** Start SUPPLIED DATA **

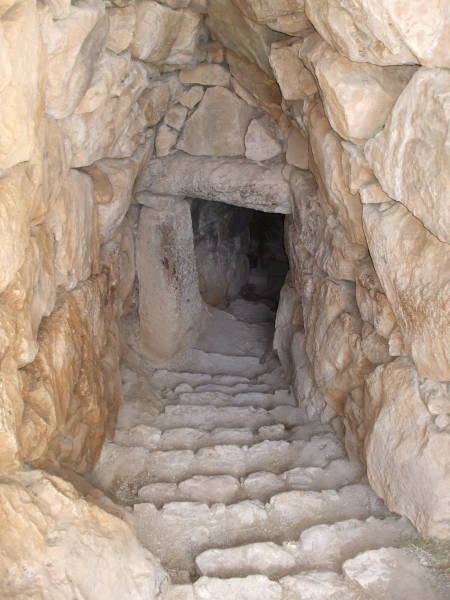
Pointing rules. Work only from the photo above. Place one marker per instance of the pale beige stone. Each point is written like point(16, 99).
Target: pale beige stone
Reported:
point(260, 140)
point(192, 97)
point(115, 128)
point(292, 76)
point(176, 116)
point(327, 165)
point(20, 87)
point(68, 403)
point(415, 482)
point(297, 150)
point(74, 45)
point(239, 34)
point(293, 24)
point(261, 87)
point(413, 266)
point(206, 74)
point(414, 168)
point(361, 31)
point(263, 11)
point(231, 180)
point(163, 35)
point(122, 22)
point(165, 141)
point(170, 306)
point(218, 126)
point(357, 97)
point(80, 533)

** End SUPPLIED DATA **

*AIM*:
Render every line of the rows above as a Markdown table with the columns Line and Text, numbering each line and skipping blank lines. Leave the pictures out of the answer.

*EXERCISE RESULT*:
| Line | Text |
|---|---|
| 1 | Pointing rules. Work only from the photo above. Place one marker per instance of the pale beige stone. Each point is written like point(16, 99). |
| 2 | Target: pale beige stone |
| 3 | Reported: |
| 4 | point(260, 140) |
| 5 | point(192, 97) |
| 6 | point(115, 128) |
| 7 | point(292, 76) |
| 8 | point(176, 116) |
| 9 | point(327, 165) |
| 10 | point(20, 87) |
| 11 | point(68, 403) |
| 12 | point(415, 482) |
| 13 | point(297, 150) |
| 14 | point(74, 45) |
| 15 | point(239, 34) |
| 16 | point(293, 24) |
| 17 | point(261, 87) |
| 18 | point(413, 266) |
| 19 | point(206, 74) |
| 20 | point(414, 168) |
| 21 | point(361, 31) |
| 22 | point(263, 11) |
| 23 | point(231, 180) |
| 24 | point(163, 35) |
| 25 | point(122, 22) |
| 26 | point(165, 141) |
| 27 | point(170, 306) |
| 28 | point(218, 126) |
| 29 | point(357, 97) |
| 30 | point(80, 533) |